▶ _Task data_
Segment Open

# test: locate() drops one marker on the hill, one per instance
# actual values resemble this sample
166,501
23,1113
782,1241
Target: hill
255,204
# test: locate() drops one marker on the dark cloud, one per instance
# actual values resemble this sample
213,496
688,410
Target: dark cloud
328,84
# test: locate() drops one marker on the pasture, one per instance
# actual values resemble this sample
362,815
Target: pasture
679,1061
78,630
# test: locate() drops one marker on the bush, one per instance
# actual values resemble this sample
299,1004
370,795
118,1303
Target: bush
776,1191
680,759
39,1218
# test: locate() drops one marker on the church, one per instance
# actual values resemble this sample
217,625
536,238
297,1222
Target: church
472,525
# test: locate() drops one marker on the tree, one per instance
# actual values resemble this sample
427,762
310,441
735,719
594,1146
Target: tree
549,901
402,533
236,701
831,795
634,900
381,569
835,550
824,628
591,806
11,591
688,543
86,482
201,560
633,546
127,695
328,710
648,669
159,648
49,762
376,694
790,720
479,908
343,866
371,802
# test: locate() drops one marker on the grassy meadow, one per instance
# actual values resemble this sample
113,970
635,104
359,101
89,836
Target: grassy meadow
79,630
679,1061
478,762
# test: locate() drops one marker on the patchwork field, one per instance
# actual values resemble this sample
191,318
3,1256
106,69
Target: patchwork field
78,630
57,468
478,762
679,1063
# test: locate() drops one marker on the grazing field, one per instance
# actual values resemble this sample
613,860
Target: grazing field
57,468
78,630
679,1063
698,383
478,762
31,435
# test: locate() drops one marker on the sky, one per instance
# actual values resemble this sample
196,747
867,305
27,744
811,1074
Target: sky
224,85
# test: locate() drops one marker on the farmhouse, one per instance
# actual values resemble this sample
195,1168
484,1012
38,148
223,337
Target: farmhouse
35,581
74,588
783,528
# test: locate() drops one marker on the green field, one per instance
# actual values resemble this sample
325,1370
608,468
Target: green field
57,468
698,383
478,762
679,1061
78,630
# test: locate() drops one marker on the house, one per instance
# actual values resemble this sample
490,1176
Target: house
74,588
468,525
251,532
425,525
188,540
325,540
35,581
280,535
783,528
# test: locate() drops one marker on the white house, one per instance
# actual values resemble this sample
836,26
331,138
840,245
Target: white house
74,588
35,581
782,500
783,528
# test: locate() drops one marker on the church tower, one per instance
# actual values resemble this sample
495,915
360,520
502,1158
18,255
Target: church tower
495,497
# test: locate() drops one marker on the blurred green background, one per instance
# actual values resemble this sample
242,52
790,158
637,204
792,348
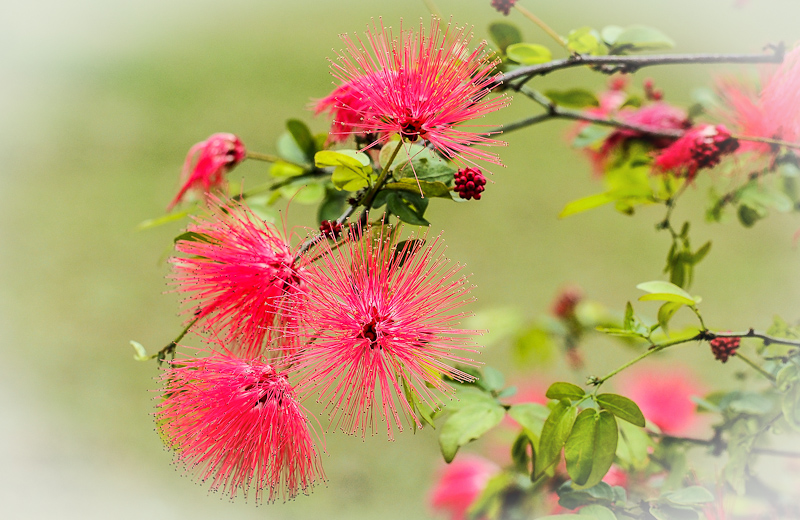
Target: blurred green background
101,100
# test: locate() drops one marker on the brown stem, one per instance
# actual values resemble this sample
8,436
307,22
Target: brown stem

Segment Closed

▶ _What to produce_
Retype word for word everything in the listing above from the line that holds "# test: locate() drops one marker on the dark" down to the line that holds "# test: locate() drops one marker on the church, one". Keep both end lines and leave out the rest.

▶ _Reply to the task_
# test: locate() drops one marker on the dark cloud, one per instance
# actual values resemble this sample
213,496
688,410
Target: dark cloud
328,84
# test: locate() drops one marker on the pasture, one per instance
# actual values resemble this sample
362,815
Target: pasture
679,1061
78,630
# test: locate() drops one marker on the bush, one per instance
# actual values resemble this sample
299,1004
370,795
118,1303
Target: bush
776,1191
680,759
39,1218
# test: locate() drops one marker on the church, one per instance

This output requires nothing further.